Pointing and labeling entries
..............................

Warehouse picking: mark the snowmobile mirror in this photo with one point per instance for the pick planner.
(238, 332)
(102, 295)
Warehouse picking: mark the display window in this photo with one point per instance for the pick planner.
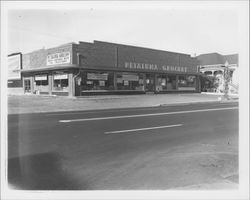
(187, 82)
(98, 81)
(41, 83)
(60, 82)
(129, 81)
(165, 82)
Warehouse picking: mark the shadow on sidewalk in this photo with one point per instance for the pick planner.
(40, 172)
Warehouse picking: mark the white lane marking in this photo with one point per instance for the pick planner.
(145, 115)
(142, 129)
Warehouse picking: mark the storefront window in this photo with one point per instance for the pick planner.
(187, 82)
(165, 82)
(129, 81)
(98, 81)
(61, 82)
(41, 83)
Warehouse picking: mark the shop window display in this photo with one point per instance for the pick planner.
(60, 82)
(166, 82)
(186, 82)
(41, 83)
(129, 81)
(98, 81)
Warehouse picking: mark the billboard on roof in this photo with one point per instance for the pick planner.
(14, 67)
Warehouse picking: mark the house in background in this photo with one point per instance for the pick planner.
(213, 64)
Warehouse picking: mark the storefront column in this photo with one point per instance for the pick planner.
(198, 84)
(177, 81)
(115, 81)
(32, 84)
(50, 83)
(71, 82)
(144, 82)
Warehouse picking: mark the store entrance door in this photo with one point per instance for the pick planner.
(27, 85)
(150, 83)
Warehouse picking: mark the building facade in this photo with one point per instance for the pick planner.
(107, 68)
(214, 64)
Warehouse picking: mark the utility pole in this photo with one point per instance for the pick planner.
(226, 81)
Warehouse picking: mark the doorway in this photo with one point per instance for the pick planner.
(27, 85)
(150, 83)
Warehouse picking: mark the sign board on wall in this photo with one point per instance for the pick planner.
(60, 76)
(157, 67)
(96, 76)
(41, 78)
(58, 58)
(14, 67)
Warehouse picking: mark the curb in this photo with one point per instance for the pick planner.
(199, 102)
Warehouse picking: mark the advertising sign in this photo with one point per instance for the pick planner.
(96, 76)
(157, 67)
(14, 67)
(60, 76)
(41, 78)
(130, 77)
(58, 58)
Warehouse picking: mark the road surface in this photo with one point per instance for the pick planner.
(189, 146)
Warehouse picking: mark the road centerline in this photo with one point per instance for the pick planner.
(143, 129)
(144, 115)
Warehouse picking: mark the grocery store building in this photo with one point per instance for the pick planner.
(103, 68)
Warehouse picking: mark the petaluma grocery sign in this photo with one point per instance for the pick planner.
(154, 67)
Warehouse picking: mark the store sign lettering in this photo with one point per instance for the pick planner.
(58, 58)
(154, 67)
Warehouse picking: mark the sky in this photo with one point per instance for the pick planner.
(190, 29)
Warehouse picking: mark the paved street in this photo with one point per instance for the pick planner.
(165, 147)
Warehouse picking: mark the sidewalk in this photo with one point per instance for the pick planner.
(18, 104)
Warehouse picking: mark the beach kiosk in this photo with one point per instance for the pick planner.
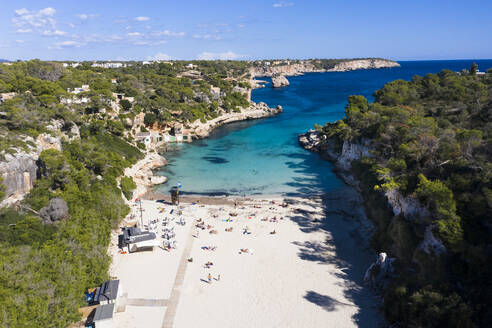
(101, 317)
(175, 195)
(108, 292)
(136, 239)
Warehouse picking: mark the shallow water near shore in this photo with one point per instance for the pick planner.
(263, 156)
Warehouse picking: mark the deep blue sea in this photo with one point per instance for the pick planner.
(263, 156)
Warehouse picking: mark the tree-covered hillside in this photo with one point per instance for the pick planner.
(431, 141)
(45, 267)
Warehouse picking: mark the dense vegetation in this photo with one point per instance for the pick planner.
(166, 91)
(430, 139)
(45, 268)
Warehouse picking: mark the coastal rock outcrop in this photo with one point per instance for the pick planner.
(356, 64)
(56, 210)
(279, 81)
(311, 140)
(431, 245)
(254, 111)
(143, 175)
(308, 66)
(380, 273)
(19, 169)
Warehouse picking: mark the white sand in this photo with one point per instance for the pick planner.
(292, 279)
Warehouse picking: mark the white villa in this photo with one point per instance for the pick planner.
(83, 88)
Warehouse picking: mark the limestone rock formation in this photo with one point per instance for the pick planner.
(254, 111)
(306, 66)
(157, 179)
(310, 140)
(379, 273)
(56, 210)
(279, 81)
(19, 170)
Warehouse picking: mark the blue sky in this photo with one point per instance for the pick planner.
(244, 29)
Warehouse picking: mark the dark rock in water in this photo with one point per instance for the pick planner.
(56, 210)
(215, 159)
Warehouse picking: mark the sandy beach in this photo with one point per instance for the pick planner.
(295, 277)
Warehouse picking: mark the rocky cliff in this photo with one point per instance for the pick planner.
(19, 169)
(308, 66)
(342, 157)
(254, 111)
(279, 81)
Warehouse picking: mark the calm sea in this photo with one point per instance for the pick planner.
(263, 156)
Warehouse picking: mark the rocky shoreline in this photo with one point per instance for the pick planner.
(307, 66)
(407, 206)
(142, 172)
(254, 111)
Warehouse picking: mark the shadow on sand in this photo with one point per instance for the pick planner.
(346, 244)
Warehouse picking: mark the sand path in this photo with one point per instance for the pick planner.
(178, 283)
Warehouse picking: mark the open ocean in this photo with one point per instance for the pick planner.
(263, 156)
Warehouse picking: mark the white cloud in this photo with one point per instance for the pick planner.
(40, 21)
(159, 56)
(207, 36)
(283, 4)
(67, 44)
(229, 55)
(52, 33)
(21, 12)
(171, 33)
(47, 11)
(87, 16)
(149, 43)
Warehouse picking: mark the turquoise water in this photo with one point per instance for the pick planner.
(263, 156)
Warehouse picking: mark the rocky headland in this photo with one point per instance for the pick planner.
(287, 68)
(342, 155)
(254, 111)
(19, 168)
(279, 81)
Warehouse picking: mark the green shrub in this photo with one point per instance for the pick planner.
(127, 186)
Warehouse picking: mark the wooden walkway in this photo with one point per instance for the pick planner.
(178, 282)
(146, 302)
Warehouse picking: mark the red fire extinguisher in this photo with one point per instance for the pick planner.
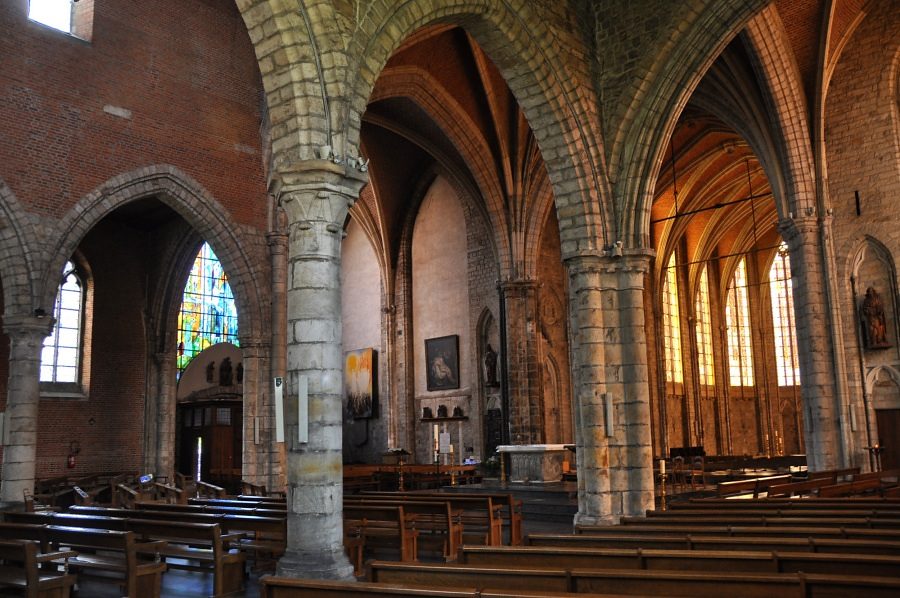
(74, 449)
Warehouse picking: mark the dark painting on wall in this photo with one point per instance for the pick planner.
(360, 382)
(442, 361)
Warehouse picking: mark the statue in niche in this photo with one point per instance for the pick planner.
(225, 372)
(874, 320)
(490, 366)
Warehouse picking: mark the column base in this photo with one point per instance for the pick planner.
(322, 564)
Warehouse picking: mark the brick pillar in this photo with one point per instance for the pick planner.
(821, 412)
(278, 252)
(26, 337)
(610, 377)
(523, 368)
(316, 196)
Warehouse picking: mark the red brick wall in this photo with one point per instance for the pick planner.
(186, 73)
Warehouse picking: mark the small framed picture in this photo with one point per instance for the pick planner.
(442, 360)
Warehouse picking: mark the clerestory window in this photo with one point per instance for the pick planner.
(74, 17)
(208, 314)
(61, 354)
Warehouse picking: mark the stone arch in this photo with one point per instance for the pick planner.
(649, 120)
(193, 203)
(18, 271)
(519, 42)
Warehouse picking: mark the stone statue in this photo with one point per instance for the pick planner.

..............................

--- Exercise requirements ---
Leave out the pictures and print each record exactly as it stands.

--- Task output ---
Warehouse picking: mark the snowmobile mirror in this photo with one point per instance for the pick planner.
(238, 332)
(102, 295)
Warehouse picking: mark the display window in this photo with one point per instance for the pick planner.
(187, 82)
(98, 81)
(41, 83)
(60, 82)
(129, 81)
(165, 82)
Warehouse picking: mark the shadow on sidewalk in this photo with one point per instance for the pick planner.
(40, 172)
Warehouse picking: mark the white lane marking in this photo with one point per instance for the pick planner.
(145, 115)
(142, 129)
Warehouse picking: mark the storefront window in this photo with one point per instance for the pick planner.
(187, 82)
(165, 82)
(129, 81)
(98, 81)
(61, 82)
(41, 83)
Warehouse picking: mark the shop window display in this photo with one point per instance for the pick planner.
(60, 82)
(166, 82)
(186, 82)
(41, 83)
(129, 81)
(98, 81)
Warehouse picking: mark the billboard on roof in this photo with one point per instance for the pick planner.
(14, 67)
Warehouse picking: mark the house in background in this photo with one point per instance for the pick planner.
(213, 64)
Warehouse picking: mark the storefront column in this photo with one point per instance for the pick planner.
(198, 84)
(177, 81)
(115, 81)
(32, 84)
(50, 83)
(71, 82)
(144, 82)
Warehouse picking: mark the store entrance door in this photo with one point per instance for the pick planner.
(27, 85)
(150, 83)
Warehouse picking: mark the building facade in this photo with one point per instance for the pick planner.
(107, 68)
(214, 64)
Warehouse picking: mark the utility pole in this photo with one point per instance for the pick planner.
(226, 81)
Warehouse picking: mark the doorway in this photo with one point per instance for the pick planner.
(27, 85)
(150, 83)
Warehouse picking: mark the sign board on wall in this photo with one point per instance for the pick planner.
(60, 76)
(157, 67)
(96, 76)
(41, 78)
(58, 58)
(14, 67)
Warehouse picking: mark the curb in this photo with one point per instance for the pick planner.
(199, 102)
Warehouse picking: mark the advertising sign in this photo with one point per instance for the pick planner.
(96, 76)
(157, 67)
(14, 67)
(60, 76)
(41, 78)
(130, 77)
(58, 58)
Warehouse picking: mark the road surface in this photo with one point per instance for the pick planner.
(189, 146)
Warehouse picking: mark the road centerline in this photo with one point per instance for the pick planner.
(143, 129)
(144, 115)
Warehouse picking: mark the grocery store building in this photo with one point per instance for the pick planner.
(103, 68)
Warehouse picking: mark the petaluma grocery sign in this photo with one point per instance for the pick planner.
(154, 67)
Warehouse picking: mark the store sign lettering in this photo with one point per instance for the pick planner.
(58, 58)
(154, 67)
Warehouse picking: mark the sky in this photo with one point per instance for the pick planner.
(190, 29)
Warehouse picking: mark the paved street in this photo with one point per instance for the pick planner.
(165, 147)
Warehouse picking: mark the sidewalk in this photo with one point per instance for the pick planner.
(18, 104)
Warehouse picking: mark the beach kiosk in this photo with one point per instance for the pick planner.
(101, 317)
(175, 195)
(108, 292)
(136, 239)
Warehouse picking: mark the shallow water near shore in this photo with one point per instance for the pick planner.
(263, 156)
Warehouse picking: mark the deep blue sea in this photo with one point per instance for the pick planner.
(263, 156)
Warehouse picking: mark the tree-covered hillside in this photo with one point per instance for the pick planner.
(431, 141)
(45, 267)
Warehouse picking: mark the dense vegetation in this photo with one point per instance for the pick planner.
(166, 91)
(430, 139)
(45, 268)
Warehouse picking: mark the coastal rock outcrop in this photo with one point per instance for the pick planner.
(356, 64)
(56, 210)
(279, 81)
(311, 140)
(431, 245)
(254, 111)
(143, 175)
(308, 66)
(380, 273)
(19, 169)
Warehouse picking: mark the white sand in this photo with one point per instance for the pick planner.
(292, 279)
Warehouse picking: mark the white villa in this photo with one point per instance for the pick planner.
(83, 88)
Warehouse picking: mark the limestone rock formation in this photo with one point per instance for the pick planner.
(254, 111)
(306, 66)
(157, 179)
(310, 140)
(379, 273)
(56, 210)
(279, 81)
(19, 170)
Warehouse picking: mark the blue sky in this photo with one point per instance for the pick planner.
(244, 29)
Warehouse picking: mark the dark rock in water in this photo with one point per instance for the pick planner.
(56, 210)
(215, 159)
Warehouse picking: mark the sandy beach in this photo with one point per instance for the pick planner.
(295, 277)
Warehouse picking: mark the rocky cliff in this photo with one point per instance for the pick planner.
(19, 169)
(308, 66)
(342, 157)
(254, 111)
(279, 81)
Warehouse picking: mark the calm sea in this photo with one point per instance for the pick planner.
(263, 156)
Warehouse picking: mark the rocky shoreline in this photo with one point per instance for the pick planner.
(307, 66)
(407, 206)
(142, 172)
(254, 111)
Warehouse picking: mark the shadow on sand in this photo with one point per instance for the pick planner.
(346, 244)
Warehouse picking: mark the sand path in this photo with one point per instance for the pick planner.
(178, 283)
Warehouse picking: mark the open ocean in this photo with one point per instance for the pick planner.
(263, 156)
Warehouse picking: mark the white cloud in this photo with one point per instance for the pick planner.
(40, 21)
(159, 56)
(207, 36)
(283, 4)
(67, 44)
(229, 55)
(52, 33)
(21, 12)
(171, 33)
(47, 11)
(87, 16)
(149, 43)
Warehouse picking: mark the turquoise water in this photo with one point per instance for the pick planner.
(263, 156)
Warehouse picking: mark the rocky headland in this photo with one point per instance for the pick planner.
(287, 68)
(342, 155)
(254, 111)
(19, 168)
(279, 81)
Warehouse picking: mark the green shrub in this photo with one point per instance for the pick planner.
(127, 186)
Warehouse picking: mark the wooden walkway in this photo with one point per instance for the pick planner.
(178, 282)
(146, 302)
Warehouse picking: mark the red fire extinguisher in this photo with one point per instance for the pick planner.
(74, 449)
Warehouse picking: mark the dark painting on wall in this photo with one point per instance for the pick planner.
(360, 382)
(442, 361)
Warehouse picking: mark the statue in niche in this photo with one point per instance for the pick planner.
(225, 372)
(874, 320)
(490, 366)
Warehouse picking: mark the column base in this photo with one point per instance for the pick planner.
(322, 564)
Warehouse picking: mark the brick pillar in this photo with one point per instance for the pick planner.
(821, 412)
(278, 252)
(26, 337)
(610, 377)
(523, 368)
(316, 196)
Warehouse picking: mark the red brick wall in this photo with one point per instance for the pick planner.
(186, 73)
Warehouse picking: mark the small framed picture in this photo with one point per instance for the pick planner.
(442, 360)
Warehouse picking: mark the clerestory window in this photo with one point per instance for the pick planner.
(74, 17)
(208, 314)
(61, 354)
Warehouse picking: mark the stone arch in this photo with one point per instance for the pick planner.
(649, 120)
(193, 203)
(18, 271)
(519, 42)
Warehouse picking: mark the stone statue in this photo with one point per instance for the pick planner.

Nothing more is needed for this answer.